---- Texte fourni
La semaine dernière, nous étions au Rugby Sevens, de Hong Kong (23-25 mars). Y participer, c’est d’abord bien sûr célébrer Hong Kong, ce petit miracle osmose de technologie européenne et d’une Chine disciplinée. D’organisation humaniste, raisonnée, optimale. D’intelligence et d’éducation. De développement abouti. Le HK Stadium, est très bien (re)-fait, à l’audacieux design serti dans son écrin de falaises, aux deux arceaux de béton supportant les tribunes.
Les 40.000 places étaient complètes. Le samedi soir, grand nombre de gens à l’extérieur restaient plantés, un panneau en main, dans l’espoir illusoire de racheter à prix d’or une entrée pour la finale du dimanche. D’ailleurs, les contrôles surprises avaient permis de débusquer 350 faux billets: les malheureuses victimes, se retrouvaient dehors, non remboursés, avec pour tout potage le supplice de Tantale des rugissements de la foule qui suivait l’action et ses émotions sauvages, bien au chaud dans le paradis des gradins de béton.
A l’intérieur, la foule était à 70% étrangère. Ce qui ne plaide pas fort en faveur de l’intégration sino(HK)-européenne, après 150 ans de partage du Rocher et de coexistence. Le rugby reste, malgré tout, une affaire occidentale, même si la ville revendique son patrimoine rugbystique, et son monopole régional sur ce sport.
--------
Consigne ▸
Pour chacune des affirmations (a), (b) et (c), dites si elle est d'accord avec le texte sur le Rugby Sevens de Hong Kong. Répondez par oui ou non et citez tels quels les mots du texte qui permettent de trancher.
(a) Toutes les places du stade avaient été vendues.
(b) Les personnes qui avaient un faux billet ont été remboursées.
(c) Dans les tribunes, la plupart des spectateurs venaient de l'étranger.
Le matériel placé après ce texte est à part et n'a pas de lien avec lui.
---- Données fournies
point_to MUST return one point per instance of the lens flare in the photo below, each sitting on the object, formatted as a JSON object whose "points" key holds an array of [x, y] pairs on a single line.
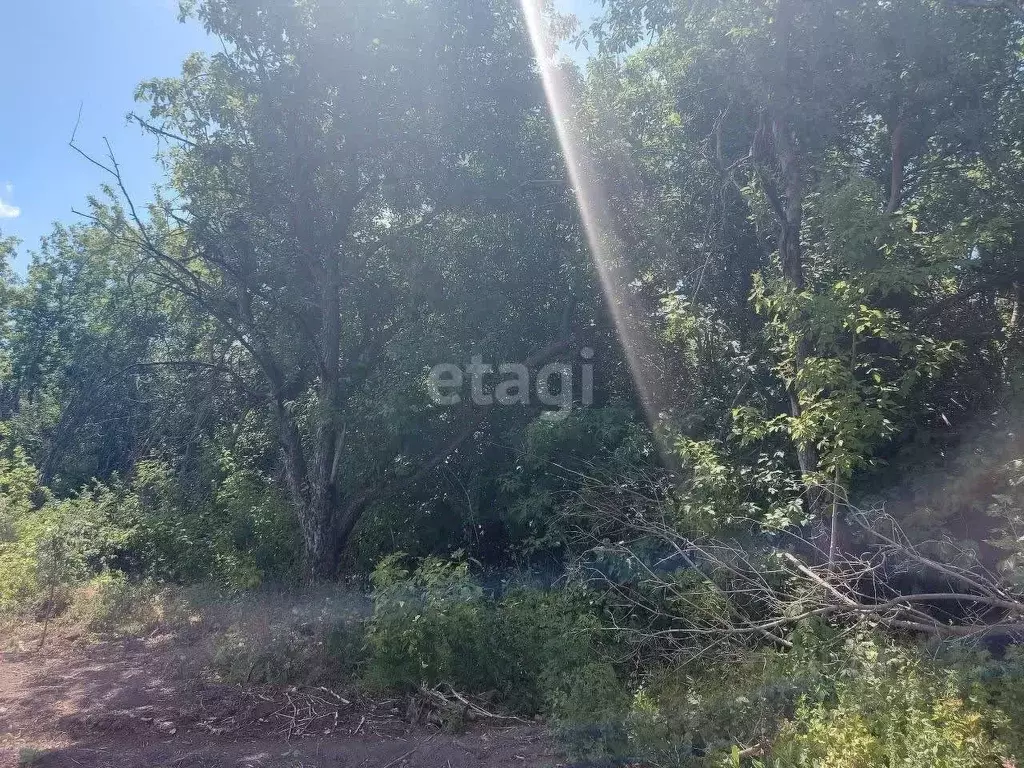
--------
Corrigé complet ▸
(a) Oui : « Les 40.000 places étaient complètes. »
(b) Non : « non remboursés »
(c) Oui : « la foule était à 70% étrangère »